Texte choisi:
Pour la mode, Karl Lagerfeld réalise de nombreux travaux en studio. L’appareil a fort peu d’importance à ses yeux : il travaille indifféremment à la chambre 20 x 25, au 24 x 36 ou au numérique, entouré d’assistants dévoués et motivés. Il choisit ses modèles avec soin et s’efforce de leur donner le meilleur rôle. « On ne doit pas bouffer du modèle », dit-il. « On doit lui donner un esprit1. »
Quand Karl Lagerfeld répond à une commande, il se comporte, selon son expression, en serial killer. Il y va, quels que soient les difficultés ou les obstacles. Mais ce serial killer ne traque et n’exécute que l’imperfection. Voilà pourquoi sans doute, le moment d’actualité passé, bon nombre de ses photos de mode ne se démodent pas. Elles se modifient, se bonifient et finissent par échapper à leur contexte, comme celles d’Avedon ou de Peter Lindbergh.
Ses nus sont toujours revêtus d’une grâce qui les habille ; ils sont pudiques, jamais inconvenants.
Chez Karl Lagerfeld, nulle volonté de choquer ou de provoquer. On est loin du monde de Wolfgang Tillmans, ou de la sulfureuse History of Sex d’Andres Serrano. La transgression, quand transgression il y a, est toujours mentale – comme dans la série intitulée The Beauty of Violence, où, dans une danse dionysiaque, le jeune Baptiste Giabiconi exhibe les plus profondes pulsions du désir, tout en se dérobant sans cesse au regard et en ne dévoilant rien de sa nudité.

C’est dans un immense studio semblable à une cathédrale, tapissé de livres soigneusement agencés et classés, que Karl Lagerfeld réalise la plupart de ses images. Son lieu a souvent été comparé à la Factory de Warhol, mais à tort, car rien n’est plus éloigné de la pratique et de l’éthique de Karl Lagerfeld que l’univers de celui qui voulait être une machine.

Tâches à réaliser:
1. Relevez toutes les personnes nommées dans le texte sur Karl Lagerfeld, hormis Lagerfeld lui-même.
2. Recopiez le passage du texte sur Karl Lagerfeld allant de « Quand Karl Lagerfeld » jusqu’à « de Peter Lindbergh. » inclus.
Les entrées ne sont d’aucune utilité pour cet exercice.

Entrées du jeu de données:
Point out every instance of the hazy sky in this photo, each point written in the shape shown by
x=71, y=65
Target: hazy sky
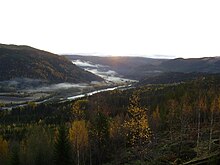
x=175, y=28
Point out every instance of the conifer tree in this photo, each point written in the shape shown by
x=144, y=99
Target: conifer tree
x=62, y=148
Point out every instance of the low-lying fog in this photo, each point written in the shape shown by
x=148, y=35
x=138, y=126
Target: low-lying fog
x=103, y=71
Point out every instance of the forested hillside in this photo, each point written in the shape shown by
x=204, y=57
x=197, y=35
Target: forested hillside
x=27, y=62
x=153, y=124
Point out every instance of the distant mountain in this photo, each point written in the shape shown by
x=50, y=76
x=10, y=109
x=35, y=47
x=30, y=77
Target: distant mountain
x=123, y=65
x=171, y=77
x=206, y=64
x=28, y=62
x=143, y=68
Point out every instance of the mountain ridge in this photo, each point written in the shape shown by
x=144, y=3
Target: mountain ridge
x=28, y=62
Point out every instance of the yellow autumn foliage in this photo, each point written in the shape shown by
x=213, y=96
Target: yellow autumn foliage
x=78, y=134
x=138, y=131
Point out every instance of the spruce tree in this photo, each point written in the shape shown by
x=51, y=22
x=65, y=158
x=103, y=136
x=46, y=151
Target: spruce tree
x=62, y=148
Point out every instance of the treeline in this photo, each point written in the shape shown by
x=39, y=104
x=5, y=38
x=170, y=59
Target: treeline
x=160, y=124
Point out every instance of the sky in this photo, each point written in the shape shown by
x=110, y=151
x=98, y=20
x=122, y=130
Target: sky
x=151, y=28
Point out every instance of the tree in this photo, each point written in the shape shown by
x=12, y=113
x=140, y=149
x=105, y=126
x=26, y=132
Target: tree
x=78, y=134
x=137, y=128
x=37, y=146
x=78, y=109
x=99, y=133
x=3, y=150
x=62, y=147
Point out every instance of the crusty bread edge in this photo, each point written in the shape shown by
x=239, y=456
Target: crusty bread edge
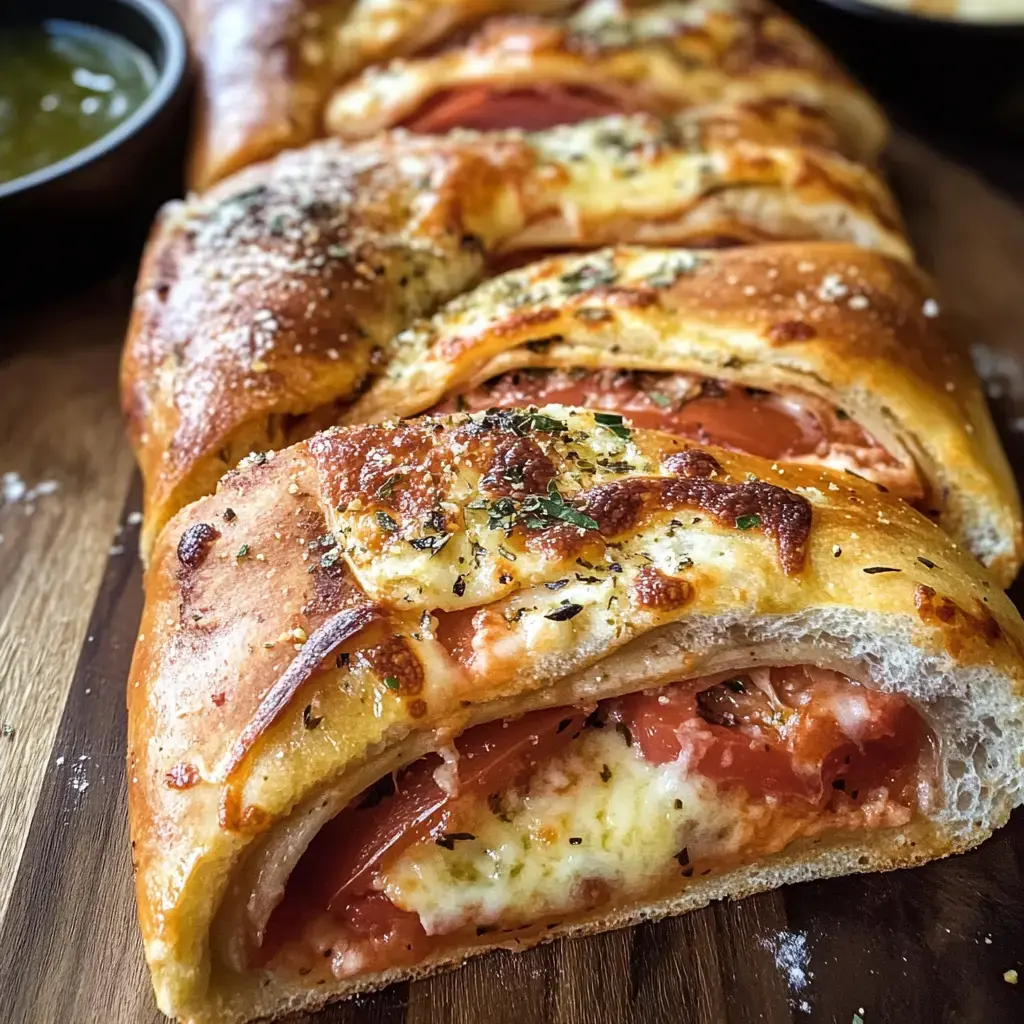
x=262, y=997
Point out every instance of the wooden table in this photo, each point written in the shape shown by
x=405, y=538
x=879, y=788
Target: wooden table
x=59, y=420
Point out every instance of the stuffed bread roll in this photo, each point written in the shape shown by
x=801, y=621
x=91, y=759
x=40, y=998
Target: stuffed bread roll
x=267, y=67
x=613, y=57
x=262, y=304
x=821, y=353
x=268, y=70
x=404, y=693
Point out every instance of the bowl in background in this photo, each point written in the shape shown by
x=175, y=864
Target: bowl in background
x=942, y=74
x=70, y=220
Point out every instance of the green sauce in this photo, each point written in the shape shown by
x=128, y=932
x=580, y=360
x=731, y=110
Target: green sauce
x=64, y=86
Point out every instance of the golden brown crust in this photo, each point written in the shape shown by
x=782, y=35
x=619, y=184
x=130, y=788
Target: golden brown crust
x=242, y=581
x=267, y=67
x=266, y=298
x=859, y=329
x=660, y=58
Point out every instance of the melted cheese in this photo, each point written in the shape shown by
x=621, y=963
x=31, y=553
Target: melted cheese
x=632, y=819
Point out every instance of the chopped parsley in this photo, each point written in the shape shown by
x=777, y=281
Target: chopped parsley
x=330, y=559
x=536, y=512
x=564, y=612
x=588, y=275
x=384, y=491
x=613, y=422
x=449, y=840
x=522, y=423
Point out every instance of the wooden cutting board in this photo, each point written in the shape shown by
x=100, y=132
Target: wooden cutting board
x=925, y=945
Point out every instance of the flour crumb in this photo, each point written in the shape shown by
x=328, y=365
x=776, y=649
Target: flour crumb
x=78, y=781
x=792, y=957
x=14, y=489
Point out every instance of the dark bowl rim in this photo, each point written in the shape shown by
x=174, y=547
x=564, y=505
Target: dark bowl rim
x=910, y=19
x=170, y=78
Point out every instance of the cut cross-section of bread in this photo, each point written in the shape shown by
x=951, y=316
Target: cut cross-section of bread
x=409, y=692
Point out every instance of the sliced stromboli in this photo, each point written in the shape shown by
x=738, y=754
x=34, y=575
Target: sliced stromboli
x=268, y=70
x=404, y=693
x=614, y=57
x=268, y=67
x=262, y=304
x=817, y=353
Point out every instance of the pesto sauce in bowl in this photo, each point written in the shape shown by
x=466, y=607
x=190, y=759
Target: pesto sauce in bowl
x=62, y=87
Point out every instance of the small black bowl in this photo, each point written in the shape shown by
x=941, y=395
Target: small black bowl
x=69, y=221
x=953, y=77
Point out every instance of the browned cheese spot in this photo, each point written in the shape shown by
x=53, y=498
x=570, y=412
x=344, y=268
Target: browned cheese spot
x=195, y=544
x=518, y=467
x=657, y=592
x=182, y=776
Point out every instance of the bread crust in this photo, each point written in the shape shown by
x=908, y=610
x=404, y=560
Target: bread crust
x=221, y=625
x=859, y=329
x=660, y=58
x=268, y=298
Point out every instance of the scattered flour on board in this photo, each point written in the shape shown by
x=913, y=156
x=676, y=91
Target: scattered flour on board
x=793, y=958
x=14, y=489
x=78, y=772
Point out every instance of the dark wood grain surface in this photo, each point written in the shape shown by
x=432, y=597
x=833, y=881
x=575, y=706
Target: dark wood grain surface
x=929, y=945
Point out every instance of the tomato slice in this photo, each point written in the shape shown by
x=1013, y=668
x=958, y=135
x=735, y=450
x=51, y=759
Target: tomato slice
x=341, y=860
x=821, y=731
x=730, y=416
x=531, y=109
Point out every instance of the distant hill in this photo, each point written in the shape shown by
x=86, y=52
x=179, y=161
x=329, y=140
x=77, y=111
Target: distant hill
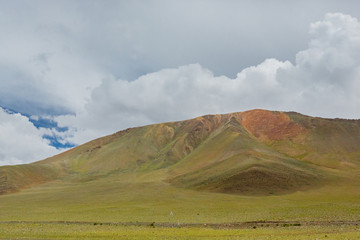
x=256, y=152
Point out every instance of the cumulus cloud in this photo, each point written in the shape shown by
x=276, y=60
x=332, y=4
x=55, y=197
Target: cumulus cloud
x=21, y=141
x=324, y=81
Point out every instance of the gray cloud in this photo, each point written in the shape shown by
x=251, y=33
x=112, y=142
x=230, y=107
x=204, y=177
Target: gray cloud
x=324, y=81
x=100, y=66
x=21, y=141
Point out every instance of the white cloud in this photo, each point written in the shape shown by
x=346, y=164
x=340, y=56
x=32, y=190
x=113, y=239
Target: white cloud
x=21, y=141
x=324, y=81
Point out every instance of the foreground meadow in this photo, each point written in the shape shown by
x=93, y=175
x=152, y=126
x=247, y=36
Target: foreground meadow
x=91, y=231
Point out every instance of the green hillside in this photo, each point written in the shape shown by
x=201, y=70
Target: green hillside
x=244, y=166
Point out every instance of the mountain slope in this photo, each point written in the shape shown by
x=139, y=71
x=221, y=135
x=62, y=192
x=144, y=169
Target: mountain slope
x=255, y=152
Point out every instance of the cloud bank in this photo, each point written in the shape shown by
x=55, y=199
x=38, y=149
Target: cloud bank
x=323, y=80
x=21, y=141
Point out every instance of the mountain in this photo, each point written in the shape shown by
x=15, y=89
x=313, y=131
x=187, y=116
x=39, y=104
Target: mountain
x=256, y=152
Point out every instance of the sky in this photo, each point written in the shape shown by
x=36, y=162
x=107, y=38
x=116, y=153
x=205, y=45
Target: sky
x=72, y=71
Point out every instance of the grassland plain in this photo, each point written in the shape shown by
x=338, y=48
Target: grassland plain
x=90, y=231
x=241, y=167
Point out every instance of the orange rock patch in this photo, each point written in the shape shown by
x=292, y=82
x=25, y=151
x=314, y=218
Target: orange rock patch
x=267, y=125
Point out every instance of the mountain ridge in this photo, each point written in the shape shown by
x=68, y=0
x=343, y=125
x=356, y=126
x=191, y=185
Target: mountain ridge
x=256, y=152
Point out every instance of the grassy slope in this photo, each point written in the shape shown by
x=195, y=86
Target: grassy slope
x=143, y=174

Résultats de l’exercice:
1. Avedon, Peter Lindbergh, Wolfgang Tillmans, Andres Serrano, Baptiste Giabiconi, Warhol

2.
Quand Karl Lagerfeld répond à une commande, il se comporte, selon son expression, en serial killer. Il y va, quels que soient les difficultés ou les obstacles. Mais ce serial killer ne traque et n’exécute que l’imperfection. Voilà pourquoi sans doute, le moment d’actualité passé, bon nombre de ses photos de mode ne se démodent pas. Elles se modifient, se bonifient et finissent par échapper à leur contexte, comme celles d’Avedon ou de Peter Lindbergh.